Supplied records>
------

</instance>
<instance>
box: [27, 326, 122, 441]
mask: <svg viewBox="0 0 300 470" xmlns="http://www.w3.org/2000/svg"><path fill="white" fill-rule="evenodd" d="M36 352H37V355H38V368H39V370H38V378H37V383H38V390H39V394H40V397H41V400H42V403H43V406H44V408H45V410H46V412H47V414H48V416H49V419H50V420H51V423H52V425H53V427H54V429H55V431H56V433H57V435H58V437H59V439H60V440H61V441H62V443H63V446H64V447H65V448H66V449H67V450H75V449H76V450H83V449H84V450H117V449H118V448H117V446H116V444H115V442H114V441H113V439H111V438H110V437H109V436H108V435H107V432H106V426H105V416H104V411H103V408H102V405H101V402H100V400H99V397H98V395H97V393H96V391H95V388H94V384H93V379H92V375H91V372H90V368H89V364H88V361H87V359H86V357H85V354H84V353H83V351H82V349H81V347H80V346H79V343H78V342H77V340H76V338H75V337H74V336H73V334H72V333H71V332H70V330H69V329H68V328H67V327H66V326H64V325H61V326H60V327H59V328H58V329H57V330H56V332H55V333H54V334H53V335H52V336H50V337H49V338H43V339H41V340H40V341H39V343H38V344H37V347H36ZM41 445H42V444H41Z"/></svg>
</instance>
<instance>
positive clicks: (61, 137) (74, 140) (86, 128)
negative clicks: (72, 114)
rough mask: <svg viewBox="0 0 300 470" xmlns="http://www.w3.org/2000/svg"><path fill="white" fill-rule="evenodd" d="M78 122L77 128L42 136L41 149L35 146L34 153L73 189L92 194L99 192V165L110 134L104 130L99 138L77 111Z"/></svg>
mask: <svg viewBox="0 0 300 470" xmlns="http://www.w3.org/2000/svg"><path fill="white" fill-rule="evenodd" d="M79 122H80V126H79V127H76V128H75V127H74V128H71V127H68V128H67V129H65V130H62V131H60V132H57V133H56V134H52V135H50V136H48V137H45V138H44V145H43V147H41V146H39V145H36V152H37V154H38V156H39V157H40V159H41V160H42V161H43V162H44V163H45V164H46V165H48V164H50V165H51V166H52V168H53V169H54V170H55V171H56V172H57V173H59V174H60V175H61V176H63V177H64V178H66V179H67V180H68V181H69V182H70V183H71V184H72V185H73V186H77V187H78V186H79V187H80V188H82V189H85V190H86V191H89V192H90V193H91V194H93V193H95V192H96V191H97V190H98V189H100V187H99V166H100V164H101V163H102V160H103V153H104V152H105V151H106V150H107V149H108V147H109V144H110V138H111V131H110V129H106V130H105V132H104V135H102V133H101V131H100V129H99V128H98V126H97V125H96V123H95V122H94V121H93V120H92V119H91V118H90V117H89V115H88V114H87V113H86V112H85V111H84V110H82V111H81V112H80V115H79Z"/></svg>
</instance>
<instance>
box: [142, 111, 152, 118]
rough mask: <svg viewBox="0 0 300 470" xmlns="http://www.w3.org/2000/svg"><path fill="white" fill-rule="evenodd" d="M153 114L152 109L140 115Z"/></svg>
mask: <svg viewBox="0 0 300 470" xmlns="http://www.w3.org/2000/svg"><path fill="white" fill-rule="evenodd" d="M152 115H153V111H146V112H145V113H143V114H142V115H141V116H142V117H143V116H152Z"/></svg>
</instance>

------

Activity>
Which lines above contain the string "clicks"? Pick out each of them and copy it in full.

Solved exercise>
positive clicks: (61, 137) (74, 140) (86, 128)
negative clicks: (72, 114)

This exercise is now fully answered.